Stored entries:
_ _ _ _

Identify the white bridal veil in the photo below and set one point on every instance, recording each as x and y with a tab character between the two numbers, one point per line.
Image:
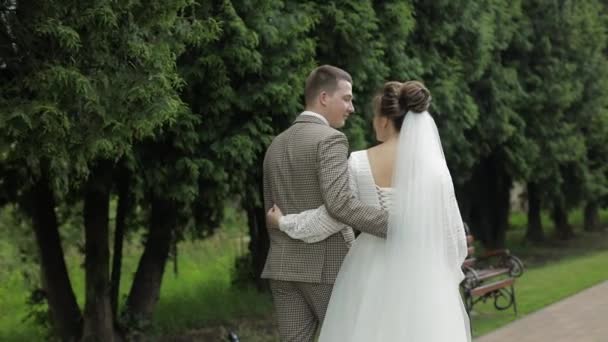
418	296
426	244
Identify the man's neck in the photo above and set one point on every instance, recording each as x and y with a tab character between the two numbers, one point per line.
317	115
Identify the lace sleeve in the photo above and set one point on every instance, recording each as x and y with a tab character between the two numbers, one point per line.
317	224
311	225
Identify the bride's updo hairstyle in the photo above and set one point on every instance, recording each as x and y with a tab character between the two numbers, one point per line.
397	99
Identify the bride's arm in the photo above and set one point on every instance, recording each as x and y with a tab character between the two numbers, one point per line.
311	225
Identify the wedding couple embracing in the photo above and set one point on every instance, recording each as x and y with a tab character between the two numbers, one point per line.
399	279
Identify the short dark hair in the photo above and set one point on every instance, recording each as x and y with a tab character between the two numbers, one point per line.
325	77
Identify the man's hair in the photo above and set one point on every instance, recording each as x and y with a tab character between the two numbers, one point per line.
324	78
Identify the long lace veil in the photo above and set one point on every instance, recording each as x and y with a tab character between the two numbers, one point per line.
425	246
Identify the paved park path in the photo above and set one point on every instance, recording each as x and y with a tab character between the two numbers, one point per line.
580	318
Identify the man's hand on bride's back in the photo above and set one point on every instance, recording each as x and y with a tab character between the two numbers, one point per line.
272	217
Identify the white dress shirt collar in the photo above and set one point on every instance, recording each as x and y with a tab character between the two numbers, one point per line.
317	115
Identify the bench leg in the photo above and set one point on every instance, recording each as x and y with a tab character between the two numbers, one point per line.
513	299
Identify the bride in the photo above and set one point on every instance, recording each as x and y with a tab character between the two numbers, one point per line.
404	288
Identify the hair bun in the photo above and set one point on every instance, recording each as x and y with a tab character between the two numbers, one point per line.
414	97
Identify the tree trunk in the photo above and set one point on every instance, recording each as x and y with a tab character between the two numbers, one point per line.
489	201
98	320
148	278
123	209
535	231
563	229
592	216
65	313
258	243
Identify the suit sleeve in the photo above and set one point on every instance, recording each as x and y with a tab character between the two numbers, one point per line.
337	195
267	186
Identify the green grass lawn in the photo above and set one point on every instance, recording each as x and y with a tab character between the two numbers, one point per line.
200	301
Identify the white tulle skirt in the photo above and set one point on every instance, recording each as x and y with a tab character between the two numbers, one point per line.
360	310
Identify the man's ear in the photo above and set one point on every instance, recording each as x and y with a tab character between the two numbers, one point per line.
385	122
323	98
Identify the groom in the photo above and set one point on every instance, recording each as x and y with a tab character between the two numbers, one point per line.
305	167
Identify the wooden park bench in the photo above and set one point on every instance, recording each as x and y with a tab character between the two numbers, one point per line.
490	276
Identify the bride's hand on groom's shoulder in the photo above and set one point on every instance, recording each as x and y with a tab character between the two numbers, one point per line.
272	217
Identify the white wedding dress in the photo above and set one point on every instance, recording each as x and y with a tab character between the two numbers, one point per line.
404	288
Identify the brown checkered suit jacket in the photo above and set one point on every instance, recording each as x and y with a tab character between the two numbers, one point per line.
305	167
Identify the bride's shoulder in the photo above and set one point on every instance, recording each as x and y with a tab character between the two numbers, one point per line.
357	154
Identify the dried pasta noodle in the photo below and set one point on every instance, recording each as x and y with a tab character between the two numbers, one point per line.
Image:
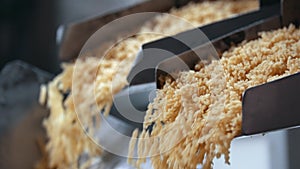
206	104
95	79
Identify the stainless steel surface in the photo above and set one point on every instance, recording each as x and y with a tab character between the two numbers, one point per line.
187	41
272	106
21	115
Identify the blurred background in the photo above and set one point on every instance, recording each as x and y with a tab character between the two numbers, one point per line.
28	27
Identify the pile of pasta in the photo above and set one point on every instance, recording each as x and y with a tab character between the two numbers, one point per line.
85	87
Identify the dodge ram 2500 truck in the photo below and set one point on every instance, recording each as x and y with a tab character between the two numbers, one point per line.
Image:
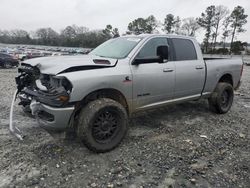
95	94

_ _ _ _

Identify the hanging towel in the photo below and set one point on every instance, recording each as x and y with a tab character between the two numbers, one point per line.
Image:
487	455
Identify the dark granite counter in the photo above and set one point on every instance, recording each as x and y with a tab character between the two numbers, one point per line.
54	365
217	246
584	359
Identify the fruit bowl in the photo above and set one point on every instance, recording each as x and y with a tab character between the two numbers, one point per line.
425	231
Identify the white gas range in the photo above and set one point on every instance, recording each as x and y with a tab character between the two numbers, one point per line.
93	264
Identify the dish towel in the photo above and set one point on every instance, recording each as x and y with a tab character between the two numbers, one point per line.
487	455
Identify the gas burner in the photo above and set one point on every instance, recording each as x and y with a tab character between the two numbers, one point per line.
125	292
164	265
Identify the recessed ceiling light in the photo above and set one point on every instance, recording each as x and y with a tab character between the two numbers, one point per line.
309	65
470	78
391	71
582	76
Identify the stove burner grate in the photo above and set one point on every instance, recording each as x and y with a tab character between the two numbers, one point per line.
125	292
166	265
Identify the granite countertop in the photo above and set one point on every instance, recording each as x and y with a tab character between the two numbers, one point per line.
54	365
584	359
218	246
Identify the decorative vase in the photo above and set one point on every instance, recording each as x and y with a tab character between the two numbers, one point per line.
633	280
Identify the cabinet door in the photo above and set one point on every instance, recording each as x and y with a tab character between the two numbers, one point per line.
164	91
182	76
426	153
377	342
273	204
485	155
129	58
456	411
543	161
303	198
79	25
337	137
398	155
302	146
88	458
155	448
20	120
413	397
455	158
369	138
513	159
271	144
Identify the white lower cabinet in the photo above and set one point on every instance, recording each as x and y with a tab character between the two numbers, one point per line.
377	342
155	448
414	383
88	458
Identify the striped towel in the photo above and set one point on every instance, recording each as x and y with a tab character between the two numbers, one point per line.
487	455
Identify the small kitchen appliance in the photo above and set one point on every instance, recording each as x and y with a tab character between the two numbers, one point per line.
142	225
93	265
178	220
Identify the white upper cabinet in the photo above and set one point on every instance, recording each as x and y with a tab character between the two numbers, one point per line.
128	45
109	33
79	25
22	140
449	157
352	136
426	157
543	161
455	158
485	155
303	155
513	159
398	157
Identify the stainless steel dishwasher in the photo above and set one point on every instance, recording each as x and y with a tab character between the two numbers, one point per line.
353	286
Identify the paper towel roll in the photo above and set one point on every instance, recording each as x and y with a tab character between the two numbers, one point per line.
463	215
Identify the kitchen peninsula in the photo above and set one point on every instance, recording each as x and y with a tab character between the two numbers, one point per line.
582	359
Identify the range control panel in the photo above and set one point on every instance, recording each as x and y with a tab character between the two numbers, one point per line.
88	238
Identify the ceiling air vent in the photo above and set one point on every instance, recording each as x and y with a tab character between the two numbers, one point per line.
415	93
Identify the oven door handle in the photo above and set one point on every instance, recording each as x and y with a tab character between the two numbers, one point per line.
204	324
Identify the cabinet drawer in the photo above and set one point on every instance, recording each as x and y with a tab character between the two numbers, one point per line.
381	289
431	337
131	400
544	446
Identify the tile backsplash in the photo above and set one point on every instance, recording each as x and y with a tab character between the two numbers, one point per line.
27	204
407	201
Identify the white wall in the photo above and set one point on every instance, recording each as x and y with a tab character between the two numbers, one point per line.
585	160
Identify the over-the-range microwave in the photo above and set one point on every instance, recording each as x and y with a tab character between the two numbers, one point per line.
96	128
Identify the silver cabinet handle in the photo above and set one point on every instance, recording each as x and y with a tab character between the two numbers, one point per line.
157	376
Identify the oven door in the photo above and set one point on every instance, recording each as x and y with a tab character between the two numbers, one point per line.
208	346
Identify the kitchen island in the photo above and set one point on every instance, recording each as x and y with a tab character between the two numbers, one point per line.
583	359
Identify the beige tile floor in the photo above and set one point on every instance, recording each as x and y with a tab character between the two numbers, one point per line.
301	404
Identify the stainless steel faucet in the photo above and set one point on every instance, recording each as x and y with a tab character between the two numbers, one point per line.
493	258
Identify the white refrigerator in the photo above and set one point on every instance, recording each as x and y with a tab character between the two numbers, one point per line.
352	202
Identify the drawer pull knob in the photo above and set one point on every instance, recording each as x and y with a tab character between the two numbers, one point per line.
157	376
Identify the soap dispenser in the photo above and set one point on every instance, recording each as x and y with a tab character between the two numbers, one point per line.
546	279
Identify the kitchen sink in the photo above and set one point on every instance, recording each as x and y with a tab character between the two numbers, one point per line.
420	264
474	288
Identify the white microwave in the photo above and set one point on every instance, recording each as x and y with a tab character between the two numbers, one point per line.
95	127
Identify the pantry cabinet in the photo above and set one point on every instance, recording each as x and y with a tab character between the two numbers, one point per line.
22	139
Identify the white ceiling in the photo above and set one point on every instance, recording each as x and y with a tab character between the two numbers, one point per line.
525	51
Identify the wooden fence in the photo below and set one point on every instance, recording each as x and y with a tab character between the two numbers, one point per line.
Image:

_ _ _ _

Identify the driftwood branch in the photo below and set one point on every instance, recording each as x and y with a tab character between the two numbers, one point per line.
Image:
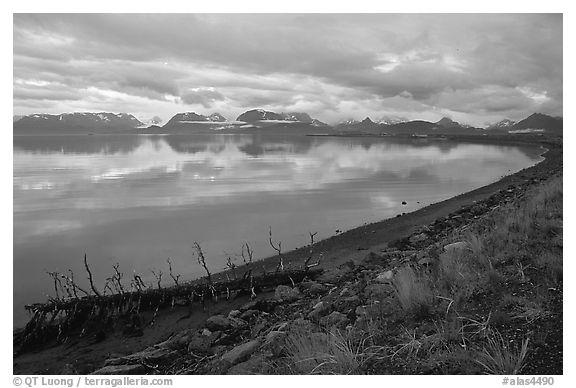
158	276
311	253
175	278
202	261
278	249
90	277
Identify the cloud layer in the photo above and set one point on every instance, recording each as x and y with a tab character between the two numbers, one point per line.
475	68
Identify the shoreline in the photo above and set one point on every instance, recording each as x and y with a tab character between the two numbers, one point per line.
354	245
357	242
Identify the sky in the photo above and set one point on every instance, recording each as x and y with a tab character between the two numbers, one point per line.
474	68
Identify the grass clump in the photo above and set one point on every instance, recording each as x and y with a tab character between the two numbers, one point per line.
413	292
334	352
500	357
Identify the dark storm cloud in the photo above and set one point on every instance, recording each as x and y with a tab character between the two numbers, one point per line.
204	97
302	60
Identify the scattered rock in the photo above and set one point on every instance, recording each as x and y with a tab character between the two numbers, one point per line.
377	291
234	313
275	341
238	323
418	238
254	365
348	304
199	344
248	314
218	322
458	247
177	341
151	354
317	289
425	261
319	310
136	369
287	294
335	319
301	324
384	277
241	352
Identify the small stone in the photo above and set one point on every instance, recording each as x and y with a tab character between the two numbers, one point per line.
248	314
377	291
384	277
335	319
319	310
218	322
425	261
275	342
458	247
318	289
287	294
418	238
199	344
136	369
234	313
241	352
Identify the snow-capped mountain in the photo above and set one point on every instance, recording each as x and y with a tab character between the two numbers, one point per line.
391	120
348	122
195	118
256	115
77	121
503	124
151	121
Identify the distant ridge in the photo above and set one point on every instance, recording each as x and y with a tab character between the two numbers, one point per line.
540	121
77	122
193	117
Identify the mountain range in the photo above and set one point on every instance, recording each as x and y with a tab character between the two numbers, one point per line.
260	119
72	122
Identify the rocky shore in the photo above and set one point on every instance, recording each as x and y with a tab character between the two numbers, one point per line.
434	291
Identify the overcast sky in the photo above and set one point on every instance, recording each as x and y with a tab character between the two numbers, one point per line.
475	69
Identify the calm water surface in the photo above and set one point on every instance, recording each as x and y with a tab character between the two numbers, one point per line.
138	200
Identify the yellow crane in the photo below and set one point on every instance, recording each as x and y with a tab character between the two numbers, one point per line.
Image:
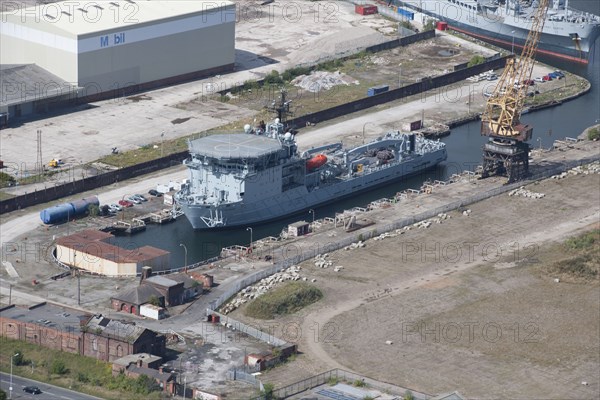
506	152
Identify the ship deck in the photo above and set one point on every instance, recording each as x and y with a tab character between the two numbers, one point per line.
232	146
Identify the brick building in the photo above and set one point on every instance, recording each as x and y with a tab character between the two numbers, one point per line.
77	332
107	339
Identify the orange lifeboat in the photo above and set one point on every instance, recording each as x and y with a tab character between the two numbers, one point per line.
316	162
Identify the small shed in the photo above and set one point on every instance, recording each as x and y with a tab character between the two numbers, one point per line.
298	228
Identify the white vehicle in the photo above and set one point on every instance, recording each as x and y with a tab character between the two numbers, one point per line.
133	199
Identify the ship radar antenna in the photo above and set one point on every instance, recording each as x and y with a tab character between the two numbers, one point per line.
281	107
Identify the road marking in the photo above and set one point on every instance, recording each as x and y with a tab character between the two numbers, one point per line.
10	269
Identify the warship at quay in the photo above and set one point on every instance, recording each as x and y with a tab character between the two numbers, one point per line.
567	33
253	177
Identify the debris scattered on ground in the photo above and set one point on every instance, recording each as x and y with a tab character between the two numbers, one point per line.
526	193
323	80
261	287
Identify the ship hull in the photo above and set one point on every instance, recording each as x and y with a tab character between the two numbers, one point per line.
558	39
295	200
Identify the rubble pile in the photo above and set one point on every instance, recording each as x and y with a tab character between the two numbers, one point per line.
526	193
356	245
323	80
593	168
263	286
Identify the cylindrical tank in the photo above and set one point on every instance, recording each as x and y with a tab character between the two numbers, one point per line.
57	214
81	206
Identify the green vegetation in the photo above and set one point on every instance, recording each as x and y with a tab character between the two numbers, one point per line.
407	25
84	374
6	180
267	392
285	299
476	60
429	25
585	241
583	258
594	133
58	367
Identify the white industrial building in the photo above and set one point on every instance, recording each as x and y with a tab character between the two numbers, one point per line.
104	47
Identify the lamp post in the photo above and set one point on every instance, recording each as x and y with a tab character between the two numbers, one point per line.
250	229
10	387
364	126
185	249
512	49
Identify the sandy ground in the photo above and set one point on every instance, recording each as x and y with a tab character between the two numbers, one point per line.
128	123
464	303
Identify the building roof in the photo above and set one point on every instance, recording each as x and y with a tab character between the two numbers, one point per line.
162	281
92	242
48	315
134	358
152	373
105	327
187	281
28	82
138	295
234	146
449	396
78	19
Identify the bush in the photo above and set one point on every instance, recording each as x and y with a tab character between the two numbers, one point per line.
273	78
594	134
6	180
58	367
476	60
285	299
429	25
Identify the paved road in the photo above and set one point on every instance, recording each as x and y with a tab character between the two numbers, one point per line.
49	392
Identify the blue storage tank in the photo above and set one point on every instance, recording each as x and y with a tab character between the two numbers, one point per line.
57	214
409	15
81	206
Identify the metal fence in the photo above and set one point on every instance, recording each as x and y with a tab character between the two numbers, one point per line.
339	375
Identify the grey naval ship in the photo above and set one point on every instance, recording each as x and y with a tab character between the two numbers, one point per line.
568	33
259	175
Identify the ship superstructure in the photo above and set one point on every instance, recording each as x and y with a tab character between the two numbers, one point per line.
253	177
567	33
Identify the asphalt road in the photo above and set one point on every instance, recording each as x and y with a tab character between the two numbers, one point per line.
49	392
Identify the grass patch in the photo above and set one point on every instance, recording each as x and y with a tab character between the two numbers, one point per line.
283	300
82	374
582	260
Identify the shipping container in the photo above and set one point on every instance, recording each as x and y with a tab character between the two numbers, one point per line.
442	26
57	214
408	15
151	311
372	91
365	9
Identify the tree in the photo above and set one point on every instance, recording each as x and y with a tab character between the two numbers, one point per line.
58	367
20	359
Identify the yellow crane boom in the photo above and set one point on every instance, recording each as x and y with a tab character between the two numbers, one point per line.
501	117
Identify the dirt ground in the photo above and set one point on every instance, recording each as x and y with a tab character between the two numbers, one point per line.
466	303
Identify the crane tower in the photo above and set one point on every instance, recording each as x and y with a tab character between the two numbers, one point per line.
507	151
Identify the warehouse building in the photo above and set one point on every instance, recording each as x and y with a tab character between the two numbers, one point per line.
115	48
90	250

_ _ _ _

Task description:
Gather every line from the records above that contains the word "grass" and copy each one in full.

Result of the task:
Identify the green grass lawn in the photo above and set one point on every instance, recording each as x and y with a tab character between the two numbers, one point per line.
Identify the grass clump in the photo above and set one point on every instance, recording each as x and y with a tab character between the two numbers, one point per line.
Identify the grass patch in the photo above and set one point on every instance, recording each as x and y with a tab character between the two numbers, one point per line.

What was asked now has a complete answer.